» EXERCISE DIRECTIONS
Could you convert the records below into a numbered list, one item per line, skipping any blank lines and leaving the pictures out?

....

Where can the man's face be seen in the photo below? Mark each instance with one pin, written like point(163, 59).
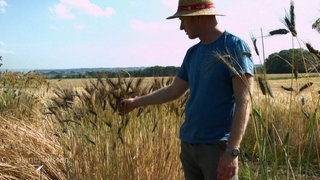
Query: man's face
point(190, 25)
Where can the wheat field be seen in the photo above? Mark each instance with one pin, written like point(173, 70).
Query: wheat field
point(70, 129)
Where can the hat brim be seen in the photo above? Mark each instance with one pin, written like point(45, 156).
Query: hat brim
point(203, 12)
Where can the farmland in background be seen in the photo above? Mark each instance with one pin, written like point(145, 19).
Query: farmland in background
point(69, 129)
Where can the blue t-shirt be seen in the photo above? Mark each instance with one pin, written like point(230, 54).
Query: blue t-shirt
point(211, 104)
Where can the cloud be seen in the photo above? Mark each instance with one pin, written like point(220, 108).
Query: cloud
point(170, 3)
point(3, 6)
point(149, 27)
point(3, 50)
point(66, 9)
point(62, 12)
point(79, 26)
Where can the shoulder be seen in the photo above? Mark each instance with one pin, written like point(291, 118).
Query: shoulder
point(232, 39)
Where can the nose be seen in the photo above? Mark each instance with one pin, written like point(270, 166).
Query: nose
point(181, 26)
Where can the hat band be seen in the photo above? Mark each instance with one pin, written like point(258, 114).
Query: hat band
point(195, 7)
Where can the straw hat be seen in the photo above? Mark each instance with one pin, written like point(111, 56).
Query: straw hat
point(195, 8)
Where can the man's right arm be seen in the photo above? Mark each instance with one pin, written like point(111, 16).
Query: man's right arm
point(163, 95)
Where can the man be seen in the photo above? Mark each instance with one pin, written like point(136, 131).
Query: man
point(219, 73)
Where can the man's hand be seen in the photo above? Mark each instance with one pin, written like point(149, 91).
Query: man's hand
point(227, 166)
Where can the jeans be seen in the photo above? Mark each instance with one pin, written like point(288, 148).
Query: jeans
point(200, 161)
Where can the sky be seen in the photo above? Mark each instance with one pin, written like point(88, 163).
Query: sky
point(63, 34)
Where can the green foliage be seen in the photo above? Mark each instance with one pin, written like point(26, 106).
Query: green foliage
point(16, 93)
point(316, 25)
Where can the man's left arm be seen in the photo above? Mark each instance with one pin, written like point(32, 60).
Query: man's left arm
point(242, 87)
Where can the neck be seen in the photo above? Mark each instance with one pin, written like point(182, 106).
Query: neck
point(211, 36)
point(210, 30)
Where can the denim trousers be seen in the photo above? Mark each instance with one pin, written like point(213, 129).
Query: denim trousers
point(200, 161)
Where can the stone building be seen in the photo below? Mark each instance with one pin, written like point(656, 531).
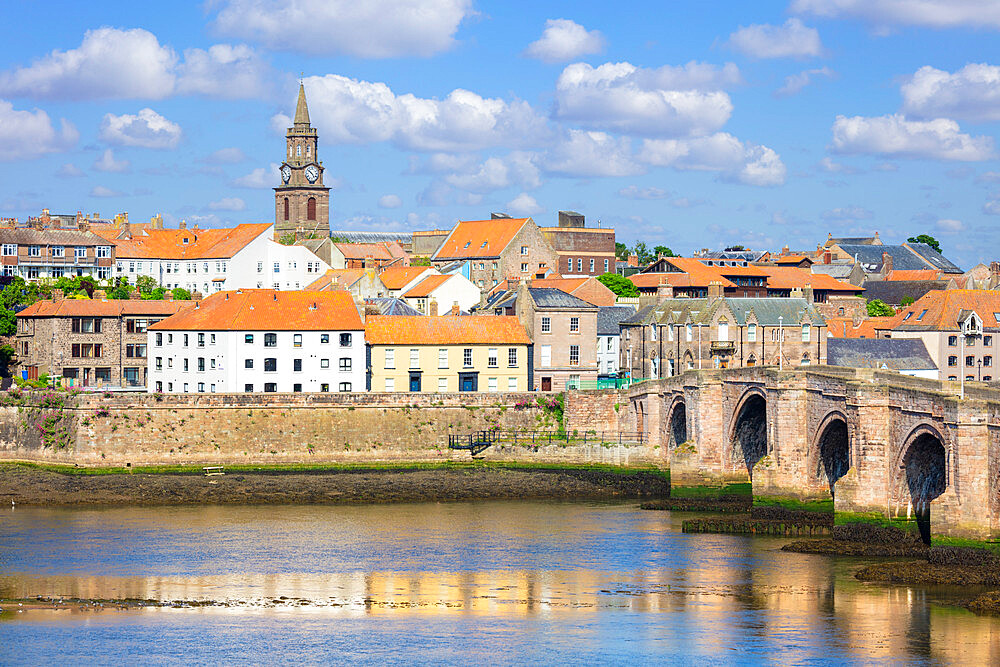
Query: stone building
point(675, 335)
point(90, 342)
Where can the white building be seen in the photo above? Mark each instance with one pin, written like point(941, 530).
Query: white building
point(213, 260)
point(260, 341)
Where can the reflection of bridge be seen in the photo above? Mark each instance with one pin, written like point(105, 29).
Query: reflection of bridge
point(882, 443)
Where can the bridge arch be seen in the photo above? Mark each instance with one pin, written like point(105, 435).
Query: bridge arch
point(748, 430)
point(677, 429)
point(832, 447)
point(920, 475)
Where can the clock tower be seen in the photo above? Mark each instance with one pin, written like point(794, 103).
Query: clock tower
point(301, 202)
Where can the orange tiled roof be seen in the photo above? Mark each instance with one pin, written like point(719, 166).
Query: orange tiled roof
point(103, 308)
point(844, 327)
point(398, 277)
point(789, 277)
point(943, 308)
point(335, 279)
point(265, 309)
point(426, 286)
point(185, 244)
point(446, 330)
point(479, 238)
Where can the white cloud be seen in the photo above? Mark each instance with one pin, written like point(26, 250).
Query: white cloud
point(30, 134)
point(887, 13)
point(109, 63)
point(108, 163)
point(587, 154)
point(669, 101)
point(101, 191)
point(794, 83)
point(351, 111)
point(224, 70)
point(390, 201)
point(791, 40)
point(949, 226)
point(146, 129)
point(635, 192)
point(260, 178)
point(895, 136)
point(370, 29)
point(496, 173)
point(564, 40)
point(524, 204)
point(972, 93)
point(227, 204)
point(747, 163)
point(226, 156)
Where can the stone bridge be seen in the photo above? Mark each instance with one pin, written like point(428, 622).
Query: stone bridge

....

» FINISHED EXERCISE
1. Where can the man's face be seen in the photo below? Mark each instance with one pin, written like point(163, 59).
2. Query: man's face
3. point(190, 25)
4. Where can the wheat field be seen in the photo above? Mark each instance with one pin, written like point(173, 70).
5. Query: wheat field
6. point(70, 129)
7. Where can the hat brim be seen in the photo above? Mark each instance with one pin, written like point(45, 156).
8. Query: hat brim
9. point(203, 12)
10. Where can the farmland in background be seen in the photo above? Mark each instance with one pin, written like point(145, 19).
11. Query: farmland in background
12. point(69, 129)
13. Where can the blue t-shirt be seen in the photo above? Mark each instance with one pin, written like point(230, 54).
14. Query: blue t-shirt
15. point(211, 104)
16. Where can the cloud be seen in the photo above? Mark each instance with one pin, written like point(220, 108).
17. Query: cloud
18. point(170, 3)
19. point(3, 6)
20. point(149, 27)
21. point(3, 50)
22. point(66, 9)
23. point(62, 12)
24. point(79, 26)
25. Where can the shoulder be seen in the photo above? Mark each instance with one pin, written like point(291, 118).
26. Query: shoulder
27. point(232, 39)
28. Where can the nose be seen in the photo above? Mark each instance with one pin, written like point(270, 166).
29. Query: nose
30. point(181, 26)
31. Where can the hat band be seen in the photo above? Mark each instance with one pin, written like point(258, 114).
32. Query: hat band
33. point(195, 7)
34. Where can the straw hat be seen in the photo above? Mark each instance with one pin, written like point(111, 56).
35. Query: straw hat
36. point(195, 8)
37. Where can the man's right arm be seen in the photo above? Mark each instance with one pin, written like point(111, 16).
38. Query: man's right arm
39. point(163, 95)
40. Where can the man be seen in the photo above? Mark each instance with one pin, written like point(136, 131).
41. Query: man
42. point(219, 73)
43. Where can the man's hand be seen in the photo above? Mark each instance with one pin, written like point(149, 91).
44. Query: man's hand
45. point(227, 166)
46. Where can the jeans be seen in the photo above? Mark each instance with one pin, written like point(288, 148).
47. Query: jeans
48. point(200, 161)
49. Where can the sky be seen in the photo above? Mark each instance with one pin, written like point(88, 163).
50. Query: sky
51. point(63, 34)
52. Where can the green foliage be seen in the photo above? Mark each instance with one pin, written like point(26, 106).
53. Query: green foliage
54. point(16, 93)
55. point(316, 25)
56. Where can the man's left arm be seen in the photo above? Mark each instance with one pin, written like point(32, 60).
57. Query: man's left arm
58. point(242, 87)
59. Where can the neck be seen in the photo above? Mark each instance with one pin, written like point(182, 106).
60. Query: neck
61. point(211, 36)
62. point(210, 30)
63. Where can the denim trousers be seen in the photo above? Mark each instance with one pin, written like point(213, 129).
64. Query: denim trousers
65. point(200, 161)
66. Where can the stone building be seen in the photo below? Mark each instance with one pin, written like point(656, 531).
67. Query: stone building
68. point(675, 335)
69. point(90, 342)
70. Where can the white building be seen in the photo above? Mark each instance with one pin, written like point(941, 530).
71. Query: white building
72. point(213, 260)
73. point(260, 341)
74. Where can the reflection of bridge be seen in the photo above? Mark each instance with one pin, written like point(105, 29).
75. Query: reflection of bridge
76. point(882, 443)
77. Where can the bridge arch be seen in the photo above? Mark each instance with one pin, written like point(105, 435).
78. Query: bridge arch
79. point(748, 430)
80. point(677, 429)
81. point(832, 447)
82. point(920, 475)
83. Where can the clock tower be seen in the photo above? Mark each instance with one pin, written like point(794, 103).
84. Query: clock tower
85. point(301, 202)
86. Where can the orange tiled roof be seen in the photo above? Mark each instance with one pin, written like point(719, 166).
87. Query: orange tiled roof
88. point(103, 308)
89. point(844, 327)
90. point(398, 277)
91. point(789, 277)
92. point(943, 308)
93. point(335, 279)
94. point(265, 309)
95. point(426, 286)
96. point(185, 244)
97. point(446, 330)
98. point(479, 238)
99. Where can the white cloud be seen in the photo above? Mark each instance with one pin, written like point(26, 250).
100. Query: white cloud
101. point(30, 134)
102. point(887, 13)
103. point(109, 63)
104. point(108, 163)
105. point(587, 154)
106. point(669, 101)
107. point(101, 191)
108. point(794, 83)
109. point(351, 111)
110. point(224, 70)
111. point(390, 201)
112. point(791, 40)
113. point(949, 226)
114. point(146, 129)
115. point(635, 192)
116. point(260, 178)
117. point(895, 136)
118. point(370, 29)
119. point(496, 173)
120. point(564, 40)
121. point(524, 204)
122. point(972, 93)
123. point(227, 204)
124. point(747, 163)
125. point(226, 156)
126. Where can the stone bridge be seen in the photo above? Mark each instance with one pin, written like point(428, 622).
127. Query: stone bridge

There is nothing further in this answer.